▶ Problem description:
Nothing in the data should be left out, so repeat it all exactly.
BEGIN Data for review
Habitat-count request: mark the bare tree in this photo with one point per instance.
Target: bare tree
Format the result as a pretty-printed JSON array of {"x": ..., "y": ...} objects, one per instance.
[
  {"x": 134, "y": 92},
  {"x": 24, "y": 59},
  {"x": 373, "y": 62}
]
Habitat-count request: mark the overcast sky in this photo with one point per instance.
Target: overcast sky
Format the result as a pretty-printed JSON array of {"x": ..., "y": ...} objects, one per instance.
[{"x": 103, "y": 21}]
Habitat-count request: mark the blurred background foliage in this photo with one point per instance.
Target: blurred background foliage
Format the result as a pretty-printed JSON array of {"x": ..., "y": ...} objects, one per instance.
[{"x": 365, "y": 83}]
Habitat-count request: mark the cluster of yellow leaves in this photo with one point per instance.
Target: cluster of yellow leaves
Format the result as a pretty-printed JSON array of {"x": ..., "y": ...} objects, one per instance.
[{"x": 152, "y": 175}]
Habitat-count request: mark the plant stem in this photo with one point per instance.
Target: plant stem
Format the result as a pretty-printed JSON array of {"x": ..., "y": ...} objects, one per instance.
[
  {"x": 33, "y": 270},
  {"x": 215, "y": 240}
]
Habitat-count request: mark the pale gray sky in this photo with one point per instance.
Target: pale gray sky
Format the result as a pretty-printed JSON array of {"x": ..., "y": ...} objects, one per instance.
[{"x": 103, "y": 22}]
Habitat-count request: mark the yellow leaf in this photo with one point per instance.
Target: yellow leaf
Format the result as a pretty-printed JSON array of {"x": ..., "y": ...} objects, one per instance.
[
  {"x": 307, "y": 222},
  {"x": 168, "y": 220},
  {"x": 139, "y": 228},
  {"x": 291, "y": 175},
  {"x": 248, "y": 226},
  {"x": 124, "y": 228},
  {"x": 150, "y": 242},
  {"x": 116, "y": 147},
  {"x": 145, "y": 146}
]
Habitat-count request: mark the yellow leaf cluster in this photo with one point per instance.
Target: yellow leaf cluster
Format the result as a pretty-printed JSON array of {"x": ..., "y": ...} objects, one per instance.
END Data for review
▶ Answer section:
Habitat-count request: mark the bare tree in this photo with one point per instance.
Target: bare tree
Format the result as a pretty-printed JSON array of {"x": ..., "y": ...} objects, one per instance.
[
  {"x": 134, "y": 92},
  {"x": 24, "y": 59},
  {"x": 373, "y": 62}
]
Habitat-count request: mark the overcast sky in this photo with one point per instance.
Target: overcast sky
Format the result as a pretty-printed JSON array of {"x": ..., "y": ...} objects, one per instance.
[{"x": 103, "y": 21}]
Habitat-count request: mark the blurred background foliage in this photo with one point per instance.
Target: blurred background foliage
Format the result as a pretty-printed JSON array of {"x": ..., "y": ...} objects, one per instance.
[{"x": 365, "y": 83}]
Habitat-count request: mark the cluster of yellow leaves in this photo with one point per instance.
Target: cluster of yellow leaves
Format the result as a pretty-printed JSON array of {"x": ..., "y": ...} objects, one per instance.
[{"x": 152, "y": 175}]
Habitat-count request: mark the plant stem in this photo with one point per instance.
Target: plant stem
Format the result as a pretty-printed JSON array of {"x": ..., "y": ...} objects, one per instance.
[
  {"x": 33, "y": 270},
  {"x": 215, "y": 240}
]
Habitat-count request: mark the pale gray sky in this photo with one point per instance.
Target: pale gray sky
Format the result as a pretty-printed JSON array of {"x": ..., "y": ...} objects, one per instance.
[{"x": 103, "y": 22}]
Habitat-count request: mark the yellow leaf in this photo with one point per instance.
Target: yellow leaf
Format the result as a pretty-printed JSON array of {"x": ..., "y": ...} objects, one per instance.
[
  {"x": 307, "y": 222},
  {"x": 168, "y": 220},
  {"x": 139, "y": 228},
  {"x": 291, "y": 175},
  {"x": 248, "y": 226},
  {"x": 124, "y": 228},
  {"x": 150, "y": 242},
  {"x": 116, "y": 147},
  {"x": 145, "y": 146}
]
Habitat-count request: mark the yellow leaf cluster in this photo with one point per instance.
Target: yellow leaf cluster
Format the result as a pretty-printed JSON array of {"x": ..., "y": ...} objects, one per instance.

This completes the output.